YOUR OBJECTIVE
Your task is to transcribe the entries below exactly, beginning with the line containing "warning sign with a single point per instance." and ending with the final line, and to add nothing else.
========
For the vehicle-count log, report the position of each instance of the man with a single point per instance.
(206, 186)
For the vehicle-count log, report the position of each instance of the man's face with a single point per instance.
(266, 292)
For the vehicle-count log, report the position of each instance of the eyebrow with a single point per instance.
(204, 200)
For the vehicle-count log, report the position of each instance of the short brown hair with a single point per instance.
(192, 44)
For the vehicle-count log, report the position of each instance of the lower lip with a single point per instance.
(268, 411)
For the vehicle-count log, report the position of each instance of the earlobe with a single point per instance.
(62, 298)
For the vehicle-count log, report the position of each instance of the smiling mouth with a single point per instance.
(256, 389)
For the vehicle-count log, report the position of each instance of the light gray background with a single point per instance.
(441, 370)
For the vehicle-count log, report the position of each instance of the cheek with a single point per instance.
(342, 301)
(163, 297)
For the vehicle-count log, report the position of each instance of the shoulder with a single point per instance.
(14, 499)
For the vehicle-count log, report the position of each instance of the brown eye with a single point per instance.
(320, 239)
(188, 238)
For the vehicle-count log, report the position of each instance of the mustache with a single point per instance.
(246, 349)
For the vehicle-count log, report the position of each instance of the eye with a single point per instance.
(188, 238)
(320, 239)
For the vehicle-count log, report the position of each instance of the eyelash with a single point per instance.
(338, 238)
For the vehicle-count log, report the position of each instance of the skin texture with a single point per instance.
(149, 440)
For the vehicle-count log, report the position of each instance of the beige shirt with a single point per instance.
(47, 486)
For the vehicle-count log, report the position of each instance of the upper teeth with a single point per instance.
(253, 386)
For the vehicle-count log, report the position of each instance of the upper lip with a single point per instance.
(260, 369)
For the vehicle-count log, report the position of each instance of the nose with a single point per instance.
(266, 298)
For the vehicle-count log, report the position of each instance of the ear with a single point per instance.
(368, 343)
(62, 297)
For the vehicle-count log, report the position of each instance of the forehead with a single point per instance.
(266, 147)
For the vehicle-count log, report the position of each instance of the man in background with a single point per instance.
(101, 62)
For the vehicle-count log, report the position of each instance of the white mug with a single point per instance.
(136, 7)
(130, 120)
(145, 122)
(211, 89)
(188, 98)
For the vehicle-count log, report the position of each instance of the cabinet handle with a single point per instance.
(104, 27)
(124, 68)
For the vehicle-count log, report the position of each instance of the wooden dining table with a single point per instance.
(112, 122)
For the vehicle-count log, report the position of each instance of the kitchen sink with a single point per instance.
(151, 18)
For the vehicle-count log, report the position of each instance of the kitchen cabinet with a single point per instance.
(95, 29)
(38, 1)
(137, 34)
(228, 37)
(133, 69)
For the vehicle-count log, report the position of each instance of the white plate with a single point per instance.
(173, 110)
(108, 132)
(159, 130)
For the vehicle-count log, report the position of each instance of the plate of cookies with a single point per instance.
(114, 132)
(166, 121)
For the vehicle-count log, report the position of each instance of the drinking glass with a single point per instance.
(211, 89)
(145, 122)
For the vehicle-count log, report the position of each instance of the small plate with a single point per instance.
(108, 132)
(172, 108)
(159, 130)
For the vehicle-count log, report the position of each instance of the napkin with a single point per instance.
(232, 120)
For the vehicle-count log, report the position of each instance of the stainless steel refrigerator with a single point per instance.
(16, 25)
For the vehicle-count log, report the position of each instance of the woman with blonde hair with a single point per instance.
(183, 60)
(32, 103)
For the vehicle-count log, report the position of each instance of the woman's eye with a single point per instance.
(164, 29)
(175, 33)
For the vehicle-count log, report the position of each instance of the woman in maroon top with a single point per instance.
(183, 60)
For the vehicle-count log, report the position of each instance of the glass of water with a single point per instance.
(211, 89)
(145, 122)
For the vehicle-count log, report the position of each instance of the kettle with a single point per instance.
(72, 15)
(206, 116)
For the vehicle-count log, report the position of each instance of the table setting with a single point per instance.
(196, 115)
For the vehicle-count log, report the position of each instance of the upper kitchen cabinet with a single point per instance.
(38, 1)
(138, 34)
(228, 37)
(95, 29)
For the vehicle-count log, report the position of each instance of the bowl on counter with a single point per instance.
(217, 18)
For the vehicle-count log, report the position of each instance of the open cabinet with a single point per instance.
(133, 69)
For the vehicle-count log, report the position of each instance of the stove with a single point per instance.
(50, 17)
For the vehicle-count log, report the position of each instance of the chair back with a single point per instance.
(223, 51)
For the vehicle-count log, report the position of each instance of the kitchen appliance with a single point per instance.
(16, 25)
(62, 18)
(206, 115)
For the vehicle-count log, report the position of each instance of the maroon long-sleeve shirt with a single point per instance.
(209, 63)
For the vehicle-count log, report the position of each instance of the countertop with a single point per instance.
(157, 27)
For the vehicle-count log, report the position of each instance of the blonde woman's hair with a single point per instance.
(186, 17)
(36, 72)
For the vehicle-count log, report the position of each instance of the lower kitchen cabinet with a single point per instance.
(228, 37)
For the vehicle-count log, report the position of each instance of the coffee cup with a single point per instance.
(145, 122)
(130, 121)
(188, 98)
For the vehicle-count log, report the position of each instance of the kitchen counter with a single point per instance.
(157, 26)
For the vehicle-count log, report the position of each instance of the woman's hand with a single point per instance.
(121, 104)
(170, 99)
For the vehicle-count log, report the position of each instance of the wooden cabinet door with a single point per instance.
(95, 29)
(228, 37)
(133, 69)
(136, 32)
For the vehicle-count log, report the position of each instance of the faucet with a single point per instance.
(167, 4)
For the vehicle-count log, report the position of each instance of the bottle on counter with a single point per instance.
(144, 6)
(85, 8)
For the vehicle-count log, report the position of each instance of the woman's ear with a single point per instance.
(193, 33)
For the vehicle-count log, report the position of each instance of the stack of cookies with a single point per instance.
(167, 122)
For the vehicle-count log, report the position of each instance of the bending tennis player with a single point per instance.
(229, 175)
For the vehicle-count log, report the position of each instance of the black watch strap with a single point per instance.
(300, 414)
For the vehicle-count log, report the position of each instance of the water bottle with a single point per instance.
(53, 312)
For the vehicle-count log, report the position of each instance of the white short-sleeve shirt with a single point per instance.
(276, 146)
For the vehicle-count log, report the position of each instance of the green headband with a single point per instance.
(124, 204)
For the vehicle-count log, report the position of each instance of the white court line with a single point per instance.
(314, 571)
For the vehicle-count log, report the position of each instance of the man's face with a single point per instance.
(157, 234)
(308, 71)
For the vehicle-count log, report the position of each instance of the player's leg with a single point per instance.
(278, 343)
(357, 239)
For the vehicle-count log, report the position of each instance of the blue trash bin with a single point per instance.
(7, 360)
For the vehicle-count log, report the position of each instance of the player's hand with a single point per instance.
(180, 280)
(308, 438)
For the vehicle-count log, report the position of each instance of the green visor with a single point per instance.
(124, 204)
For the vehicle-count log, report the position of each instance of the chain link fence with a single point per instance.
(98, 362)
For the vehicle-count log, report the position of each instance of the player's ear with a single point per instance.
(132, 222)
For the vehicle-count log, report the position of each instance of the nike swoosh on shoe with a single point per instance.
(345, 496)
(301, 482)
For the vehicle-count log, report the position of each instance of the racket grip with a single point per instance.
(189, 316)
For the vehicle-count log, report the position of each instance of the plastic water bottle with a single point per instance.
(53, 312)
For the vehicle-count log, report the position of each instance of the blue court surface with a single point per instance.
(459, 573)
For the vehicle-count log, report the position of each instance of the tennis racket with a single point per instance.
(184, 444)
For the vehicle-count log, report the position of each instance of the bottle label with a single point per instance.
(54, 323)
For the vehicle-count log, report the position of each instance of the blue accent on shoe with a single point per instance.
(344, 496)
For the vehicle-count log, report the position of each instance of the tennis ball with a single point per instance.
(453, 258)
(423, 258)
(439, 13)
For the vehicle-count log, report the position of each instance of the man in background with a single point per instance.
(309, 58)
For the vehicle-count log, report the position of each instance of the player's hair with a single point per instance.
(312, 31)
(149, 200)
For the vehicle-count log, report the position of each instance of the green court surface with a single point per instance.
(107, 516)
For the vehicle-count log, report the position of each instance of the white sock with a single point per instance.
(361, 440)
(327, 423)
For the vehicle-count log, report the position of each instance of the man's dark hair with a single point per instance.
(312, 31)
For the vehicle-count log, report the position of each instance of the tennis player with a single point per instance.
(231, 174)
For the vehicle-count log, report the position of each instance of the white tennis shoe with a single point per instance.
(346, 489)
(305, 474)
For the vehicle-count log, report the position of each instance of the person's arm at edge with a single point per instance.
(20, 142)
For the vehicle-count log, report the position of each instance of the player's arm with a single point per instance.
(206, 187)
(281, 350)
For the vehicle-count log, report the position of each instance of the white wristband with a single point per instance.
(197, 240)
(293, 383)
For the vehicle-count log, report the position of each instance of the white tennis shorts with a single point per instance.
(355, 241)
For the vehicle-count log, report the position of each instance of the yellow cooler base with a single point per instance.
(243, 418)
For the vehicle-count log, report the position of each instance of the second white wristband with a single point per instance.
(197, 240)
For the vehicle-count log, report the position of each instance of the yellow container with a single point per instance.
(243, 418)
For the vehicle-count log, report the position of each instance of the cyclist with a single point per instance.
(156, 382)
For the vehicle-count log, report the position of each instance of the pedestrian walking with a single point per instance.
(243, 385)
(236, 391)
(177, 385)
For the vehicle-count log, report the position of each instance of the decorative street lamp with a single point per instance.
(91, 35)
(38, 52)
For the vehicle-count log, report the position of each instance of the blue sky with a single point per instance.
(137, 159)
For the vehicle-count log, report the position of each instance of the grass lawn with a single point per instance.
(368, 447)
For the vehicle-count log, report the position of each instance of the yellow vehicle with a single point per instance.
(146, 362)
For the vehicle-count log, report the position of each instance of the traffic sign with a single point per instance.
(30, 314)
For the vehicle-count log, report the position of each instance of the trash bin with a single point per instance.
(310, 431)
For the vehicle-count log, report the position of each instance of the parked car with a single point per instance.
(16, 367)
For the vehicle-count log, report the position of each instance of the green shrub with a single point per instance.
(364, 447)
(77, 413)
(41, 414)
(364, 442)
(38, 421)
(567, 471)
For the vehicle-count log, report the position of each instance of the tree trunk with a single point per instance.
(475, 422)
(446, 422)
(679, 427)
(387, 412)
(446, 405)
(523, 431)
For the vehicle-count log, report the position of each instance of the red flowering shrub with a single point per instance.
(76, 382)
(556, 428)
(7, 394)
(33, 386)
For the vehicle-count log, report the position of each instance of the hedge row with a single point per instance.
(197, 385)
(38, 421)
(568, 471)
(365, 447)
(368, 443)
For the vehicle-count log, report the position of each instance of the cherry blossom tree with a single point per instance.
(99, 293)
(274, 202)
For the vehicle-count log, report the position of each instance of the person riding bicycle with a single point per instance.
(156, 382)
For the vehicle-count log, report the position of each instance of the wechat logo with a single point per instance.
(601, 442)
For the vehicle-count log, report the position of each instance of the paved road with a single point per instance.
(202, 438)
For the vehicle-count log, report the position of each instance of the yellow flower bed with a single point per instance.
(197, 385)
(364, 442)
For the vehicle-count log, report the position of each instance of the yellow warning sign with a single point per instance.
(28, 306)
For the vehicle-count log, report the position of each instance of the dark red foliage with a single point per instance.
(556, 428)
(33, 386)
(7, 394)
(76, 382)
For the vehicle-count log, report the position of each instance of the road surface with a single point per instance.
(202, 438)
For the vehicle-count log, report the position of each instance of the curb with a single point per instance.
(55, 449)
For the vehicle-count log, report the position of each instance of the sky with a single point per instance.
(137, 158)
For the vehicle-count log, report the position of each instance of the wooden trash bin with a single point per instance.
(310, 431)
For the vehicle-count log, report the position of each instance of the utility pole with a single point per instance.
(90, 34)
========
CORRECT ANSWER
For the vehicle-count log, report the position of each instance of the yellow warning sign with a single point per instance.
(28, 306)
For the vehicle-count log, report the position of each instance of the dark red foliage with a single point per instance.
(556, 428)
(33, 386)
(7, 394)
(76, 382)
For the vehicle-count log, report the position of each instance of the road surface with a single point per instance.
(202, 438)
For the vehicle-count log, report the position of each instance of the curb with a single point per instance.
(55, 449)
For the vehicle-count log, report the position of each instance of the sky with a single point per instance.
(137, 158)
For the vehicle-count log, report the position of each instance of the wooden trash bin with a single point per instance.
(310, 431)
For the vehicle-count log, report the position of each instance of the utility pole with a single point per instance.
(90, 34)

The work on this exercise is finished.